:: EXERCISE ::
Write out, word for word, only the lines from the one containing "TASK = locate one point per instance of the red" through the final line of the data.

:: DATASET EXCERPTS ::
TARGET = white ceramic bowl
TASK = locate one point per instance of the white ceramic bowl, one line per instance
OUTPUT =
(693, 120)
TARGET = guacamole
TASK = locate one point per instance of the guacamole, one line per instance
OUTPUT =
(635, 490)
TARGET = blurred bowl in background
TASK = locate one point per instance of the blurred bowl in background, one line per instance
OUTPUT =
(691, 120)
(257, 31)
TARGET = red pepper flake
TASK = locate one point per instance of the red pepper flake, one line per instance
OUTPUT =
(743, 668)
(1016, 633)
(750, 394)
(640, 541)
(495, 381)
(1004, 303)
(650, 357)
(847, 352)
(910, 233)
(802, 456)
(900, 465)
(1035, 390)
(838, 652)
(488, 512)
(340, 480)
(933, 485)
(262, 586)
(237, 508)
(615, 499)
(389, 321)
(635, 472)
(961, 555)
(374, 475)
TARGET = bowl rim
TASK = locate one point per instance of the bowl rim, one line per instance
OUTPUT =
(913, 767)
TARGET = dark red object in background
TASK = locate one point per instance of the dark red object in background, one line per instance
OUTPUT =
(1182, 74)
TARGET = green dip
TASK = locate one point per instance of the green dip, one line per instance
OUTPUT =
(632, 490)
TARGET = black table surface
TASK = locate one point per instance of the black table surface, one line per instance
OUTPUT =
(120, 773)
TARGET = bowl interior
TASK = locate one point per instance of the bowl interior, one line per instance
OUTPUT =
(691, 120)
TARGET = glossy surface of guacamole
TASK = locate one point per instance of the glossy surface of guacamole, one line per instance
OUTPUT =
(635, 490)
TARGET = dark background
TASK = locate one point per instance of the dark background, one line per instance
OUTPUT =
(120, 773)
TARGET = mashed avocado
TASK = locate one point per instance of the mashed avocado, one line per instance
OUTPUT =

:: RESULT OF THIS EXERCISE ::
TASK = locate one point per instance of the red pepper flake, one line per instance
OUTPUT =
(743, 668)
(1016, 633)
(750, 394)
(640, 541)
(495, 381)
(1004, 303)
(650, 357)
(847, 352)
(910, 233)
(802, 456)
(900, 465)
(1035, 390)
(838, 652)
(488, 512)
(340, 480)
(933, 485)
(262, 586)
(237, 508)
(615, 499)
(389, 321)
(635, 472)
(961, 555)
(374, 475)
TARGET = bowl rim
TASK = locate one point per instance of the bowl rim, one line per instance
OUTPUT =
(913, 767)
TARGET = dark red object in background
TASK = locate one point per instance of the dark red object in background, one line per instance
OUTPUT =
(1182, 74)
TARGET = green dip
TASK = locate one point per instance of the green dip, one line per instance
OUTPUT =
(632, 490)
TARGET = black table surface
TASK = locate one point per instance of the black table surface, one line per instance
OUTPUT =
(120, 773)
TARGET = bowl interior
TASK = locate one point per instance of the bowl interior, one line per instance
OUTPUT =
(691, 120)
TARGET = glossy surface of guacamole
TASK = locate one point per instance of the glossy surface of guacamole, one line per instance
OUTPUT =
(635, 490)
TARGET = dark background
TASK = locate one point per instance of the dark background, one line per instance
OUTPUT =
(120, 773)
TARGET = mashed avocado
TASK = locate one point per instance of the mashed avocado, one line per instance
OUTPUT =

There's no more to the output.